Ministerio de Igualdad
Irene Montero y los gordos de playa
De las inquietantes playas sin gordos hay que desconfiar como de la gente que no encuentra placer en comer
Antes, nos tiraban balones las avionetas y ahora te arrojan campañas del Ministerio de Igualdad para que los gordos vayan a la playa. En esta de aquí aparecen unas chicas sobre la arena para luchar contra la violencia estética (sic.). No sé si decirle que lo que recibe es «violencia» sea lo que conviene a un gordo en una playa, que por naturaleza recela de la mirada aviesa y el comentario que siempre imagina dirigido a él. Quizás lo más útil sería que entendiera que lo que digan los demás de él no debe de importarle una mierda y no convencerle de que el que le mira en ese momento le ataca, pues así se sentirá –naturalmente– atacado.
Cada vez hay menos gordos y entiendo que nacen gordos como antes, así que han debido de adelgazar. La paradoja es que cuantos menos gordos hay, más gordos parecen. En realidad, el gordo solo lo es relativamente a otros que están más delgados. Yo soy un gordo dependiendo con quién me compares. El martes volví a las olas después de unos meses y unos kilos de más, y me sentía pesado y exhausto sobre la tabla como esos astronautas que se bajan del espacio después de un año sin sentir la gravedad y apenas se tienen en pie. Siempre habrá gordos en la medida en la que siempre habrá flacos. Sin flacos, el problema estaría resuelto. Como en todo, Igualdad pretende igualar por abajo: comamos, pues.

※ ※ ※

| ACTIVIDADES PROPUESTAS |
A - Cambia «astronautas» por «cosmonautas» y copia el pasaje del texto sobre los gordos en la playa que empieza en «Cada vez hay» y termina después de «abajo: comamos, pues.».
B - Prosigue el texto sobre los gordos en la playa a partir de su última oración.

※ ※ ※

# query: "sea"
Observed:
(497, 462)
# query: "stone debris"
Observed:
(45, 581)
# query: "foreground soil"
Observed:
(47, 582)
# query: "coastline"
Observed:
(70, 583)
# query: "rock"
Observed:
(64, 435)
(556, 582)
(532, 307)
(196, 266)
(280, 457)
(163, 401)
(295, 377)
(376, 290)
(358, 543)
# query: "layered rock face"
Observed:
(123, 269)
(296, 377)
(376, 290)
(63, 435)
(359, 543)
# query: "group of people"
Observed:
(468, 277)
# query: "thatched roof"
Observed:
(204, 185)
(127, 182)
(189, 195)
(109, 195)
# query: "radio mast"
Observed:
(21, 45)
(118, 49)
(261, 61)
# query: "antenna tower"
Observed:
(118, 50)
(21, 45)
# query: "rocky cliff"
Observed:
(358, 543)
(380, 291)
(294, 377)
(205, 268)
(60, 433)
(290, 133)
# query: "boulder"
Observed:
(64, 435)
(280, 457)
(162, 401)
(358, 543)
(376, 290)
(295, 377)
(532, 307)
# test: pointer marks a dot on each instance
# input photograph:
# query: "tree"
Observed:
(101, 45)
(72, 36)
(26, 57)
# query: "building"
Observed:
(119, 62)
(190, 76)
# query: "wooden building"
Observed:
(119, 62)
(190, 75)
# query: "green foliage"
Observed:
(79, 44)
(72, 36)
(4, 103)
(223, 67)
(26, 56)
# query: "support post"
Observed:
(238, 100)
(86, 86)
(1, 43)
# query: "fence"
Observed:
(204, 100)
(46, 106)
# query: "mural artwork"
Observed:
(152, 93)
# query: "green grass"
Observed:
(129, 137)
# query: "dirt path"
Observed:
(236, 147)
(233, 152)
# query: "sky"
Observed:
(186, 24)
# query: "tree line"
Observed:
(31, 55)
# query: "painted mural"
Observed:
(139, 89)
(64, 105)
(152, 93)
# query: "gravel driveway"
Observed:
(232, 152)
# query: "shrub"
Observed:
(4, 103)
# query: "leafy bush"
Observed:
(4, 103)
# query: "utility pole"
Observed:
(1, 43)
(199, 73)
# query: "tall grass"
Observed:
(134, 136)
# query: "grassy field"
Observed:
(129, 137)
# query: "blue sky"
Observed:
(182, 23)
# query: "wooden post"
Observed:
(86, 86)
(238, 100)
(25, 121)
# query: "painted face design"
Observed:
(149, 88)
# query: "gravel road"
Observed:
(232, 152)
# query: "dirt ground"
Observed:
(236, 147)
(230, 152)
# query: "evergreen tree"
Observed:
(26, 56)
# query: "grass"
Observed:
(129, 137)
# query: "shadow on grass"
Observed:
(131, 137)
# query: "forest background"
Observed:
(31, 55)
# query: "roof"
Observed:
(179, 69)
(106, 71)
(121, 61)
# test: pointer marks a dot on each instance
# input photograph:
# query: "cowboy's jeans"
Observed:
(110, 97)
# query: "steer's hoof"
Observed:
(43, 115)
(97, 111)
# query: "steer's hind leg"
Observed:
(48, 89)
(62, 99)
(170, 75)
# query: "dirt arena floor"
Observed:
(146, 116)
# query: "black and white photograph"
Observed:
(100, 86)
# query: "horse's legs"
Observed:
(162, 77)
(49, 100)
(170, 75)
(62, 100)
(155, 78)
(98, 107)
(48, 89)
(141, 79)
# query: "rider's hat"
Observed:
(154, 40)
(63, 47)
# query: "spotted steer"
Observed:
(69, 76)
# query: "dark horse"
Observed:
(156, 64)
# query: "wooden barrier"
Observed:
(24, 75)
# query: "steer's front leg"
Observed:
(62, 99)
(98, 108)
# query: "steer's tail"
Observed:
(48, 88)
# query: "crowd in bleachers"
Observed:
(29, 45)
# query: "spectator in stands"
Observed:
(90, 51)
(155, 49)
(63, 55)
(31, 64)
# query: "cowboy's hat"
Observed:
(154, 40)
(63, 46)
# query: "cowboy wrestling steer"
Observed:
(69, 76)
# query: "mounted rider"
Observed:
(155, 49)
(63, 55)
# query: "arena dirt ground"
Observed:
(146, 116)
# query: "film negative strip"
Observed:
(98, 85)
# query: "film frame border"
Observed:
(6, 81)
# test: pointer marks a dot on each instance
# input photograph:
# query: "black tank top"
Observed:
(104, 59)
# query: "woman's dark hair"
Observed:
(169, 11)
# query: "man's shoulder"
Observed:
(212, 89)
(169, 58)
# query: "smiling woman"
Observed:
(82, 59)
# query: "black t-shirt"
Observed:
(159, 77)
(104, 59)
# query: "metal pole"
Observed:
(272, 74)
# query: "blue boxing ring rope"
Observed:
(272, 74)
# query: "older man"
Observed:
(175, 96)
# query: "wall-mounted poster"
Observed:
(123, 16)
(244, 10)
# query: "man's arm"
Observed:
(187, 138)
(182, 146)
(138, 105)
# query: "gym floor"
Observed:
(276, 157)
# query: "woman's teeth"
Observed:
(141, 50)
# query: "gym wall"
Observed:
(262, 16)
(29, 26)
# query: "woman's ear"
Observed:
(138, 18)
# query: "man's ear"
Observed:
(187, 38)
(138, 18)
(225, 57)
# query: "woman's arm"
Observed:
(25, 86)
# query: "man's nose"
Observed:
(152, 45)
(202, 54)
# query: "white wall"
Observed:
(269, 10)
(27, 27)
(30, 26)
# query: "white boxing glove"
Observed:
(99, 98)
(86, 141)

※ ※ ※

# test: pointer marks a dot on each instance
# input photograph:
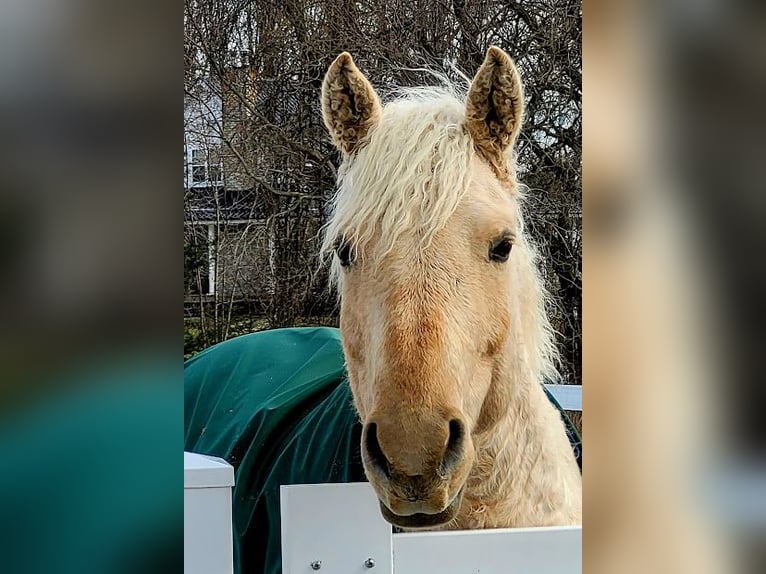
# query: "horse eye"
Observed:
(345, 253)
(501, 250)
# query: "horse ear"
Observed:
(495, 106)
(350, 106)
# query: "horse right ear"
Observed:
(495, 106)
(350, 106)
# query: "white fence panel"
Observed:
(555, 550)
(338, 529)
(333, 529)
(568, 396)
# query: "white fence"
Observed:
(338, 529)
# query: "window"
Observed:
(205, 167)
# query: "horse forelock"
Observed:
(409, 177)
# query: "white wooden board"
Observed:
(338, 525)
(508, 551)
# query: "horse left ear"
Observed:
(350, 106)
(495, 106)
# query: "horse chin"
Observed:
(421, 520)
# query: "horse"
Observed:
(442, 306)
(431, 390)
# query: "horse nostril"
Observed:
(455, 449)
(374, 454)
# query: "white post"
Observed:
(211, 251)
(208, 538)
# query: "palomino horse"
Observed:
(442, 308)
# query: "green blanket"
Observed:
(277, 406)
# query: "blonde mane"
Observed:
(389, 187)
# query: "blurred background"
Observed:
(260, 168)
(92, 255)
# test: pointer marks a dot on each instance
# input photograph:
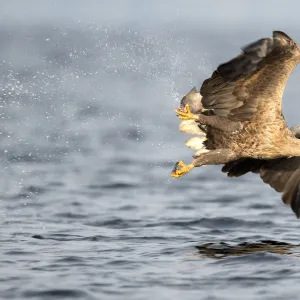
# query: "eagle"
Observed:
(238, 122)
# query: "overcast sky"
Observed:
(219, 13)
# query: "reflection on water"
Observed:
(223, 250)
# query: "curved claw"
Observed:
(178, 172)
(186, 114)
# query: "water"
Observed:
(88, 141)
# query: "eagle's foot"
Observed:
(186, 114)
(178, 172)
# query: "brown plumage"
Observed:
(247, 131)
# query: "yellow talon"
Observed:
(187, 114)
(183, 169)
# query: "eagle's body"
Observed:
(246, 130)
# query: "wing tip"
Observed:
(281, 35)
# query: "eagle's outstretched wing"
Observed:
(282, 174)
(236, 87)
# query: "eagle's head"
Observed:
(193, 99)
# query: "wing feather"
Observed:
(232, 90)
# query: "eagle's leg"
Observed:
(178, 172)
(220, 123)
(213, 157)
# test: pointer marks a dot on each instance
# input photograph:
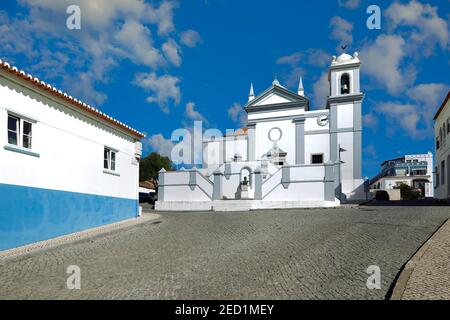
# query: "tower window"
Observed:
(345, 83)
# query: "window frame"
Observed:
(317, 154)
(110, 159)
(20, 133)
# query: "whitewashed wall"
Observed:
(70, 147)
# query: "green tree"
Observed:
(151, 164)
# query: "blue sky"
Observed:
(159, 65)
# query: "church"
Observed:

※ ※ ※

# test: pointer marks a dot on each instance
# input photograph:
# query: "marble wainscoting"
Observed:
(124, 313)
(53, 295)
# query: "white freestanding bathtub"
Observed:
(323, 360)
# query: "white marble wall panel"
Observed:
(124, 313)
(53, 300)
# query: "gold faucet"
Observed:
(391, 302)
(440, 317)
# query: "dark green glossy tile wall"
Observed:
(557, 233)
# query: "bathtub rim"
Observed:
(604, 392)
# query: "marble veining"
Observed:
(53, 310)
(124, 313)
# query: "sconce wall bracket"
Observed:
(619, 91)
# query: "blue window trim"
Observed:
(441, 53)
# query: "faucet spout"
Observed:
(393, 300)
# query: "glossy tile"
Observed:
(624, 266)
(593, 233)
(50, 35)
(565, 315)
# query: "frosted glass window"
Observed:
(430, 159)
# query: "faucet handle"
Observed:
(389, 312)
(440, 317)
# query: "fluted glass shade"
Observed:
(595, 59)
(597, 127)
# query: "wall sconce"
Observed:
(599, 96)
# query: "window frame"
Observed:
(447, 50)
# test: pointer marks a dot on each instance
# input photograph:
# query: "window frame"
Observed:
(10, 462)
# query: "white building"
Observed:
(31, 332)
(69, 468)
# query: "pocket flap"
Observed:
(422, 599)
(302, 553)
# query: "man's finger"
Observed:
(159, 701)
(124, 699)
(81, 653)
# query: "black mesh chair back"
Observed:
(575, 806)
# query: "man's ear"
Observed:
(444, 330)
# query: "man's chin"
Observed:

※ ※ ※

| SOLUCIONES |
A -
Cada vez hay menos gordos y entiendo que nacen gordos como antes, así que han debido de adelgazar. La paradoja es que cuantos menos gordos hay, más gordos parecen. En realidad, el gordo solo lo es relativamente a otros que están más delgados. Yo soy un gordo dependiendo con quién me compares. El martes volví a las olas después de unos meses y unos kilos de más, y me sentía pesado y exhausto sobre la tabla como esos cosmonautas que se bajan del espacio después de un año sin sentir la gravedad y apenas se tienen en pie. Siempre habrá gordos en la medida en la que siempre habrá flacos. Sin flacos, el problema estaría resuelto. Como en todo, Igualdad pretende igualar por abajo: comamos, pues.

B -
Un gordo en la playa es una fiesta. Hace unos años, en la Caleta de Cádiz, «ganges» nuestro, las señoras jugaban al bingo a la atardecida y parecía una condición del juego que los muslos les impidieran juntar las rodillas. Desentonaban los estudiantes guiris, tan jipis y delgadillos que las Maris se empeñaban en darles de comer del tupper filete empanado y cazón en adobo. Por la mañana, estas fantásticas mujeres poblaban las piedras milenarias de la ensenada y no sé si aún se puede decir que allí, dormidas sobre sus sillas extendidas, quietas y bronceadas, me querían recordar a las colonias de leones marinos de la Costa de los Esqueletos de Namibia.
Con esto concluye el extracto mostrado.